SHORT PROBLEM - Reproduce everything from the start of the records down to and including the line containing "# fill-rule: evenodd", with "roof shingle" changed to "roof tile" and nothing else altered. Leave the pictures out of your answer.

* start RECORDS SHOWN *

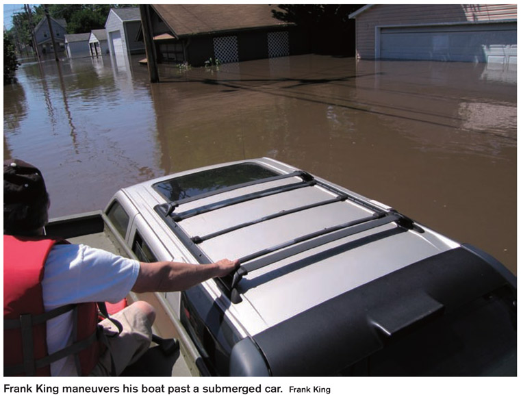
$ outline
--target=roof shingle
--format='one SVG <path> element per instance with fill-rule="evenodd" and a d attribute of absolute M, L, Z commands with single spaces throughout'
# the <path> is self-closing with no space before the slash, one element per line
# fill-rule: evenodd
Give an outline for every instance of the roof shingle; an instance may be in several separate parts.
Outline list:
<path fill-rule="evenodd" d="M 285 26 L 275 19 L 269 4 L 153 4 L 177 36 L 255 27 Z"/>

* end RECORDS SHOWN *

WRITTEN RESPONSE -
$ outline
--target=roof tile
--format='one SVG <path> element per instance with fill-rule="evenodd" and a d attribute of absolute M, L, Z commands with single spaces throughout'
# the <path> is self-closing with no space before the slash, one element per line
# fill-rule: evenodd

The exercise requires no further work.